A veces, en mi contemplación, tenía que esconderme de los vecinitos que me veían instalado en la ventana, quienes juraban que invitándome a jugar me estaban salvando de un aburrimiento mortal.

No entendían que los aburridos eran ellos.

Mi abuela tampoco entendía. Con genuina preocupación le decía a mi mamá que yo pasaba muchas horas encerrado. Cuando esta se encogía de hombros, diciéndole que yo era así, mi abuela subrayaba el cariz de su preocupación: “Los varones se hacen en la calle, no en la casa”. Como mi mamá insistía en no alarmarse ella tomaba cartas en el asunto y, cada tanto, me tocaba la puerta y me preguntaba si no quería bajar a jugar con mis amiguitos.

Mis negativas dibujaban una sombra en su mirada, que veía mi futuro con preocupación. No sólo estaba convencida de que el varón debía hacerse en la calle, sino que sentía algo con lo que luego me tropecé con cierta frecuencia: la bienintencionada certeza de que no es normal que alguien disfrute de su soledad.

En la adolescencia, cuando terminaban por convencerme de ir a una fiesta, terminaba inexorablemente, a eso de las dos de la madrugada, pensando: “Y toca aguantar hasta que amanezca”. Entonces pasaba el tiempo escondiéndome de los bondadosos angustiados que tenían que salvarme de mi silencio contemplativo.

Supongo que hacerme rockero fue la mampara que encontré para no ser invitado a los matinés del liceo. “Los rockeros no vamos a fiestas”, decía con aire de maldito, para huir del aburrimiento que se escondía en la euforia forzada de las fiestas.

Los adolescentes melancólicos y huraños saben lo que es guerrear con el entorno.

Con el tiempo, sea porque el adulto adquiere más habilidades para hacerse de su lugar en el mundo o porque las necesidades grupales y de adscripción amainan con la edad, con la llegada de la adultez el asunto se tornó más llevadero.

También vale acotar que, con el tiempo, uno aprende a transigir un poco más. Se desgasta menos tratando de defender un terreno que no requiere ser defendido. Uno sólo es lo que es y anda siempre con lo puesto, como dijo con inigualable poesía (que es decir belleza y sencillez a un mismo tiempo), el gran Joan Manuel Serrat. Puede prescindir de algunos ritos sociales sin temor al estigma.

Datos de señalamiento mediante expresiones referenciales:
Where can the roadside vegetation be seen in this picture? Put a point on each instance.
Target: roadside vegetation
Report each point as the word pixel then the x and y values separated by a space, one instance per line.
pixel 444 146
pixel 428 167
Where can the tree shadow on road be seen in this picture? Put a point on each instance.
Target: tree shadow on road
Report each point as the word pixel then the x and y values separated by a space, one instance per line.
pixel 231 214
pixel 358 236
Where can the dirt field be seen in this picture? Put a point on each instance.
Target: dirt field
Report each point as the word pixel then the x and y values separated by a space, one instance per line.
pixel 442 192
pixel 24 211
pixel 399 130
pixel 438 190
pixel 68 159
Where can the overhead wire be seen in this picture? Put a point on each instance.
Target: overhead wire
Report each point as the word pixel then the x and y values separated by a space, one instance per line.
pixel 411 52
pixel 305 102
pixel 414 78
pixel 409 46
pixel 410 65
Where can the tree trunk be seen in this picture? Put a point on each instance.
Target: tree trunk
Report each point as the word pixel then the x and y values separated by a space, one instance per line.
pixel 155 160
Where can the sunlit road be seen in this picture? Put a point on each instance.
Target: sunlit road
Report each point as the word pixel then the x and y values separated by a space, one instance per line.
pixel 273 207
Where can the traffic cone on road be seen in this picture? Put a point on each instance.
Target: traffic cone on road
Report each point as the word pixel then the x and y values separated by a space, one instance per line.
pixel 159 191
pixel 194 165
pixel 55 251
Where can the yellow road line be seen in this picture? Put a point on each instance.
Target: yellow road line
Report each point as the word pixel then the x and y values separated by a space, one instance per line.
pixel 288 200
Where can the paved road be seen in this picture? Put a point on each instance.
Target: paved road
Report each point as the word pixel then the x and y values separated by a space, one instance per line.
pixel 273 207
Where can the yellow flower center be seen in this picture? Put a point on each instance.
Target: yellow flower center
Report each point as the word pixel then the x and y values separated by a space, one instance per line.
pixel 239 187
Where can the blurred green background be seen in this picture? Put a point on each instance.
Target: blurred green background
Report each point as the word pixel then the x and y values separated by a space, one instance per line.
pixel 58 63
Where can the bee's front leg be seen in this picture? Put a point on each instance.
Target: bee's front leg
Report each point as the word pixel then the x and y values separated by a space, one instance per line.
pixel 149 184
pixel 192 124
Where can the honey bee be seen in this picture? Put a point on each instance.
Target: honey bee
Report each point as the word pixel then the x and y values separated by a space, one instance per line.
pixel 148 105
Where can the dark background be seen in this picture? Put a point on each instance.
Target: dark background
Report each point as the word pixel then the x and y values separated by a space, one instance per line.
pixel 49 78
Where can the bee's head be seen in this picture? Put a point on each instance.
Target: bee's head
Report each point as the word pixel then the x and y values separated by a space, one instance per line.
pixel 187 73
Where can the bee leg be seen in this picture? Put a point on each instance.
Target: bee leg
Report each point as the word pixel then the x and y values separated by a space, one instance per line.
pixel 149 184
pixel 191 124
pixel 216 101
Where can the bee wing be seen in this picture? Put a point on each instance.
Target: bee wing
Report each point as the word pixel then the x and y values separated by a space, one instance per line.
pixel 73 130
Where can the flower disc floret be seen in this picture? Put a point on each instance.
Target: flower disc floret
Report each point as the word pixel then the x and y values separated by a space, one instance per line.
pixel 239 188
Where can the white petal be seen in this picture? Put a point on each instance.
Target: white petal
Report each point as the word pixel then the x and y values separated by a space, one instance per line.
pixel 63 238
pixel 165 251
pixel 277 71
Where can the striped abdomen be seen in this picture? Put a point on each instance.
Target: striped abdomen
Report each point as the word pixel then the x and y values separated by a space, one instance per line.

EL PROBLEMA:
Reescribe el pasaje del texto sobre la soledad entre "Mis negativas dibujaban" y "de su soledad.", ambos incluidos, cambiando "sombra" por "nube". Usa únicamente el texto sobre la soledad.

RESULTADO DE LA TAREA:
Mis negativas dibujaban una nube en su mirada, que veía mi futuro con preocupación. No sólo estaba convencida de que el varón debía hacerse en la calle, sino que sentía algo con lo que luego me tropecé con cierta frecuencia: la bienintencionada certeza de que no es normal que alguien disfrute de su soledad.